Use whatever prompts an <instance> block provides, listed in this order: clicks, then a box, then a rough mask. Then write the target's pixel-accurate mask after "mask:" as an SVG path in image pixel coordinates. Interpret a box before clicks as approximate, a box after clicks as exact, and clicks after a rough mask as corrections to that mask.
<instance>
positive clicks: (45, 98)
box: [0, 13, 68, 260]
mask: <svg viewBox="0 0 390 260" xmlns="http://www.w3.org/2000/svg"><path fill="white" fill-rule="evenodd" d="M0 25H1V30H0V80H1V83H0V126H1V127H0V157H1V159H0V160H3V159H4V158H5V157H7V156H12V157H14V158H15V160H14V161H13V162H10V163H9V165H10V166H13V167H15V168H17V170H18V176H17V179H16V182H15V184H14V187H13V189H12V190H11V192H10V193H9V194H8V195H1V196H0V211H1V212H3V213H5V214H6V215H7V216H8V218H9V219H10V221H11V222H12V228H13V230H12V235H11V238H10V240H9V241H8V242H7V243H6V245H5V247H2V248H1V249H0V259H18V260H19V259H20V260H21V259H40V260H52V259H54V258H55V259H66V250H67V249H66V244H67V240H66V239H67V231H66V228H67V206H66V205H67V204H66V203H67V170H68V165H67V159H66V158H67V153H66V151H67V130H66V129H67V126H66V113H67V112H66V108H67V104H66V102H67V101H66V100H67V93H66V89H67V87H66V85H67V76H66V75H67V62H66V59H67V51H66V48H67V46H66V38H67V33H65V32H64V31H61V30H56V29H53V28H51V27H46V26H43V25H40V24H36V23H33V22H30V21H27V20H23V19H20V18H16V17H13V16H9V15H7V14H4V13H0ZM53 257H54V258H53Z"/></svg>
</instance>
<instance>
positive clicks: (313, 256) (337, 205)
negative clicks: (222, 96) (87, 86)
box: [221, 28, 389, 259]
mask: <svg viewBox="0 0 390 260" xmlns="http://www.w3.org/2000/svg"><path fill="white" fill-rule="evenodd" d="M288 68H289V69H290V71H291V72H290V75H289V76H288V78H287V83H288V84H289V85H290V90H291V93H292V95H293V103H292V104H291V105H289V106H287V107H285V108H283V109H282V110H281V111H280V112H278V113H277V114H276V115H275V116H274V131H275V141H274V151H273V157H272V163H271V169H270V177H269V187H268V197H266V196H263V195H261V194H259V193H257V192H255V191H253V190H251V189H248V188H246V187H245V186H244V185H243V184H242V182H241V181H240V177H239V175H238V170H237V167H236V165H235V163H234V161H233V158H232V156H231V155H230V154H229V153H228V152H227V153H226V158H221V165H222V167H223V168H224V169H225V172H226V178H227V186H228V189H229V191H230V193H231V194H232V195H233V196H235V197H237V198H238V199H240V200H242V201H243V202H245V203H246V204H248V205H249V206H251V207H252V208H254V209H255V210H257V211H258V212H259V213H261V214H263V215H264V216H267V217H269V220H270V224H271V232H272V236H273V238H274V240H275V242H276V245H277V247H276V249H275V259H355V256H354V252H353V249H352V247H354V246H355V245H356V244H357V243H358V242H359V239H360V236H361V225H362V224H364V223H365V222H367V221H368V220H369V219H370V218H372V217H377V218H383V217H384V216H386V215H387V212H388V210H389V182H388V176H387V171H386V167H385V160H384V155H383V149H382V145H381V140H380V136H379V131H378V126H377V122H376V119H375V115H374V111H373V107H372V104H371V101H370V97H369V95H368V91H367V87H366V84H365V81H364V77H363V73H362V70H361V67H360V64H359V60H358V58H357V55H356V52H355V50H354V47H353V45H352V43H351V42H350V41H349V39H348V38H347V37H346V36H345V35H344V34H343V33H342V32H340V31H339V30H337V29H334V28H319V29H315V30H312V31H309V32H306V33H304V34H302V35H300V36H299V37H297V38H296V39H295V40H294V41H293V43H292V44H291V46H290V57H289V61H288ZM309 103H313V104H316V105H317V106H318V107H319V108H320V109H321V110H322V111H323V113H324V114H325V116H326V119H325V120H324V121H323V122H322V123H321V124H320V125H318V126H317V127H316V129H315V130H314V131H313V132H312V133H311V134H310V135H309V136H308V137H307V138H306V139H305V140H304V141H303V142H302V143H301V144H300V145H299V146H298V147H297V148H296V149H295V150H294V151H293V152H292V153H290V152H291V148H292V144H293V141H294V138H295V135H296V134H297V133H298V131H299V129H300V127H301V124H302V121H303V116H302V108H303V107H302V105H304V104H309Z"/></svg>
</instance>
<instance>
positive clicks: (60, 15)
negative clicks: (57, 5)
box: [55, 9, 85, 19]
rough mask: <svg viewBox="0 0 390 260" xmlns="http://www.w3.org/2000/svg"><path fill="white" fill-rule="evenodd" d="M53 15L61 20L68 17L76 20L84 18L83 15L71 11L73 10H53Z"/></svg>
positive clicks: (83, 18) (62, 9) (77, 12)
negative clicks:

* * * * * * *

PROBLEM ▸
Transcription of all the material must be exact.

EXPECTED OUTPUT ▸
Use whatever prompts an <instance> block provides, listed in this order: clicks, then a box, then a rough mask. Then write the target's pixel-accurate mask after "mask:" as an SVG path in image pixel coordinates. Interpret a box before clicks as approximate, a box after clicks as exact, and clicks after a rough mask as corrections to that mask.
<instance>
positive clicks: (45, 98)
box: [0, 13, 68, 260]
mask: <svg viewBox="0 0 390 260" xmlns="http://www.w3.org/2000/svg"><path fill="white" fill-rule="evenodd" d="M0 25H1V30H0V80H1V83H0V126H1V127H0V157H1V159H0V160H3V159H4V158H5V157H7V156H12V157H14V158H15V160H14V161H13V162H10V163H9V165H10V166H13V167H15V168H17V170H18V176H17V179H16V182H15V184H14V187H13V189H12V190H11V192H10V193H9V194H8V195H1V196H0V211H1V212H3V213H5V214H6V215H7V216H8V218H9V219H10V221H11V222H12V228H13V230H12V235H11V238H10V240H9V241H8V242H7V243H6V245H5V247H2V248H1V249H0V259H18V260H19V259H20V260H21V259H40V260H52V259H54V258H55V259H66V250H67V249H66V244H67V240H66V239H67V231H66V228H67V206H66V205H67V204H66V203H67V170H68V165H67V159H66V158H67V153H66V151H67V130H66V129H67V126H66V113H67V112H66V108H67V104H66V102H67V101H66V100H67V93H66V89H67V87H66V85H67V76H66V75H67V62H66V59H67V51H66V48H67V46H66V38H67V33H65V32H64V31H61V30H56V29H53V28H51V27H46V26H43V25H40V24H36V23H33V22H30V21H27V20H23V19H20V18H16V17H13V16H9V15H7V14H4V13H0ZM53 257H54V258H53Z"/></svg>
</instance>
<instance>
positive clicks: (313, 256) (337, 205)
negative clicks: (222, 96) (87, 86)
box: [221, 28, 389, 259]
mask: <svg viewBox="0 0 390 260" xmlns="http://www.w3.org/2000/svg"><path fill="white" fill-rule="evenodd" d="M288 68H289V69H290V71H291V72H290V75H289V76H288V78H287V83H288V84H289V85H290V90H291V93H292V95H293V103H292V104H291V105H289V106H287V107H285V108H283V109H282V110H281V111H280V112H278V113H277V114H276V115H275V116H274V131H275V141H274V151H273V157H272V163H271V169H270V177H269V187H268V197H266V196H263V195H261V194H259V193H257V192H255V191H253V190H251V189H248V188H246V187H245V186H244V185H243V184H242V182H241V181H240V177H239V175H238V170H237V167H236V165H235V163H234V161H233V158H232V156H231V155H230V154H229V153H228V152H227V153H226V158H221V165H222V167H223V168H224V169H225V172H226V178H227V186H228V189H229V191H230V193H231V194H232V195H233V196H235V197H237V198H238V199H240V200H242V201H243V202H245V203H246V204H248V205H249V206H251V207H252V208H254V209H255V210H257V211H258V212H259V213H261V214H263V215H264V216H267V217H269V220H270V224H271V232H272V236H273V238H274V240H275V242H276V245H277V247H276V249H275V259H355V256H354V252H353V249H352V247H354V246H355V245H356V244H357V243H358V242H359V239H360V236H361V225H362V224H364V223H365V222H367V221H368V220H369V219H370V218H372V217H377V218H383V217H384V216H386V215H387V212H388V210H389V182H388V176H387V171H386V167H385V160H384V155H383V149H382V145H381V140H380V136H379V131H378V126H377V122H376V119H375V115H374V111H373V107H372V104H371V101H370V97H369V95H368V91H367V87H366V84H365V81H364V77H363V73H362V70H361V67H360V64H359V60H358V58H357V55H356V52H355V50H354V47H353V45H352V43H351V42H350V41H349V39H348V38H347V37H346V36H345V35H344V34H343V33H342V32H340V31H339V30H337V29H334V28H319V29H315V30H312V31H309V32H306V33H304V34H302V35H300V36H299V37H297V38H296V39H295V40H294V41H293V43H292V44H291V46H290V57H289V61H288ZM309 103H313V104H316V105H317V106H318V107H319V108H320V109H321V110H322V111H323V113H324V114H325V116H326V119H325V120H324V121H323V122H322V123H321V124H320V125H318V126H317V127H316V129H315V130H314V131H313V132H312V133H311V134H310V135H309V136H308V137H307V138H306V139H305V140H304V141H303V142H302V143H301V144H300V145H299V146H298V147H297V148H296V149H295V150H294V151H293V152H292V153H290V152H291V148H292V144H293V141H294V138H295V135H296V134H297V133H298V131H299V129H300V127H301V124H302V121H303V116H302V108H303V107H302V105H304V104H309Z"/></svg>
</instance>
<instance>
positive clicks: (60, 15)
negative clicks: (57, 5)
box: [55, 9, 85, 19]
rough mask: <svg viewBox="0 0 390 260" xmlns="http://www.w3.org/2000/svg"><path fill="white" fill-rule="evenodd" d="M53 15L61 20L68 17L76 20L84 18L83 15L71 11L73 10H53Z"/></svg>
positive clicks: (83, 18) (62, 9) (77, 12)
negative clicks:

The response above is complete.